#### Required work:
Output nothing but the lines from the line with "Locate the round" through the end of the listing below, both ends included.

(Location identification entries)

◆ ◆ ◆ ◆ ◆

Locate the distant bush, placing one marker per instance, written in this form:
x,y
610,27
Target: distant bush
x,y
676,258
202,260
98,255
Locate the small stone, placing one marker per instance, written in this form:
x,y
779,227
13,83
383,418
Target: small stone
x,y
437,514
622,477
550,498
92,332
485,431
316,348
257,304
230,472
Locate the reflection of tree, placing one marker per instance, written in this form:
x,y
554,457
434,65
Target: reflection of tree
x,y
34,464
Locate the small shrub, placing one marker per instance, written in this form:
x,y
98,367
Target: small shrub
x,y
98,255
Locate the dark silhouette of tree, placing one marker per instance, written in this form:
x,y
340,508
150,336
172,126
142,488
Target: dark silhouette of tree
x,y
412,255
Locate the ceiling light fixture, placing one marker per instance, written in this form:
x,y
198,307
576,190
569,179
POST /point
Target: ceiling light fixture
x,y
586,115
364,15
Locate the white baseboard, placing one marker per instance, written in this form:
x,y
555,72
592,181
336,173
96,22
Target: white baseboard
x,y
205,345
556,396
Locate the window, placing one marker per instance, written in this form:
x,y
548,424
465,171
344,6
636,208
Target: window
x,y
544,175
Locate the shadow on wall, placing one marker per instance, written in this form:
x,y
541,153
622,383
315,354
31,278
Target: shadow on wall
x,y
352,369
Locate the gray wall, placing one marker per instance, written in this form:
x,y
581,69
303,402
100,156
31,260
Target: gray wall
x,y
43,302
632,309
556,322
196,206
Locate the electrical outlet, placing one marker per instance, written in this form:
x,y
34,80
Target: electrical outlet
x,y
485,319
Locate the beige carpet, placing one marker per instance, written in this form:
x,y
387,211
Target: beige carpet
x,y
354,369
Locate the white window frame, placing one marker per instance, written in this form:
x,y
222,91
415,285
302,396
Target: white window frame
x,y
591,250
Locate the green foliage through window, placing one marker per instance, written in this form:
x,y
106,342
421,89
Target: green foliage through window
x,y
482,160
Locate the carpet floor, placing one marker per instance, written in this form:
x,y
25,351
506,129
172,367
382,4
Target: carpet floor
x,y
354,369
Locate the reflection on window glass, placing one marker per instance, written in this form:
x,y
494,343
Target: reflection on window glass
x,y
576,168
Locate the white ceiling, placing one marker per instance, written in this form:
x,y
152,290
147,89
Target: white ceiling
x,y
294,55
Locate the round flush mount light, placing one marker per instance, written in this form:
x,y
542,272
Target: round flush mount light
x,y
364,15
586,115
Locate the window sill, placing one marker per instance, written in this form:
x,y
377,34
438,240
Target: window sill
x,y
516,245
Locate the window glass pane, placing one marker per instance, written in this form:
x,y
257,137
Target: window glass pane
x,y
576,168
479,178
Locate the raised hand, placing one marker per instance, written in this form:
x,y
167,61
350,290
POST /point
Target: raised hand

◆ ◆ ◆ ◆ ◆

#### Full response:
Locate the round flush mount light, placing one marker per instance, written in this form:
x,y
542,272
Target: round flush mount light
x,y
364,15
586,115
Locate the window sill, placing one marker per instance, written in this form:
x,y
377,34
438,240
Target: window sill
x,y
516,245
Locate the window glass pane, placing one marker per instance, written in this form:
x,y
257,137
Target: window glass pane
x,y
576,168
479,178
Locate the raised hand, placing one marker per instance, written in this form:
x,y
167,61
350,290
POST /point
Target: raised hand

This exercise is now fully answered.